[start]

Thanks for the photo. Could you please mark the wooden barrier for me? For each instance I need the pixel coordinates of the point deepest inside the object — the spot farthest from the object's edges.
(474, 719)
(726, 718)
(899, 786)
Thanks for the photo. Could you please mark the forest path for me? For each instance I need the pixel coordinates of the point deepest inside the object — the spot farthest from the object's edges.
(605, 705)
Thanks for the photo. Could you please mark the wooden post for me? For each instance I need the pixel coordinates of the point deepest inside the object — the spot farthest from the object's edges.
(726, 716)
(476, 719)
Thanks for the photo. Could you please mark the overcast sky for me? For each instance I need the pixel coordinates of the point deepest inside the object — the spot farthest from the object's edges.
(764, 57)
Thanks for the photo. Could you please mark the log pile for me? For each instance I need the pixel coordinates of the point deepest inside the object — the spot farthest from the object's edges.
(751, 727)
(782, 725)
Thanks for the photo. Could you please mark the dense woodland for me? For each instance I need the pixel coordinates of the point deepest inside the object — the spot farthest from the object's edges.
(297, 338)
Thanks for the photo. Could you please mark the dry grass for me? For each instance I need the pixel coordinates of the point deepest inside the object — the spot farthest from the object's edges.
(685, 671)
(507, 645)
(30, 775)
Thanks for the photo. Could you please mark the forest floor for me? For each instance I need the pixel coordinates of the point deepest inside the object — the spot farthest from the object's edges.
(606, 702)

[end]

Rewrite all of the material above, replacing "instance" with "occurrence" everywhere it occurs and keeping everything else the same.

## FULL OUTPUT
Thanks for the photo. Could you please mark the wooden barrier for me? For each occurrence I need the pixel coordinates of the point deepest inside the object — the spot farthest from the object's edges.
(474, 719)
(726, 718)
(899, 786)
Thanks for the photo. Could you please mark the forest path for me? For each occurrence I need the pixel coordinates of the point deepest inside the object — the spot farthest from the object's edges.
(605, 705)
Thanks for the photo. Could you please mark the wooden post for me? For each occurrence I need the pixel coordinates of the point deepest inside the object — the spot farthest from the object's edges.
(726, 716)
(476, 719)
Thanks for the photo. Could you please mark the overcast sky for me? For each occurrence I need the pixel coordinates of the point deepest inside the object — the spot farthest from the object's edges.
(764, 57)
Thanks for the photo. Could you please mark the log pile for me? For each occurrence I need the pixel coordinates of the point deepest inside the object — the spot farthest from the object's edges.
(751, 727)
(782, 725)
Thanks for the photo. Could you please mark the dense woodland for me? For each occurrence I need the pixel coordinates of the point deepest inside the object — the spot farthest from the object's edges.
(297, 338)
Thanks for the photo. Could you please mark the dry grass for me? For each occurrence I need the pixel coordinates of the point deepest inside the object — the spot farthest from the object's edges.
(685, 671)
(507, 645)
(30, 775)
Thanks for the photo. Could you please mark the forest floor for me? For each occurrence I need the pixel coordinates of the point deepest inside the object — the spot farthest from the object's edges.
(606, 702)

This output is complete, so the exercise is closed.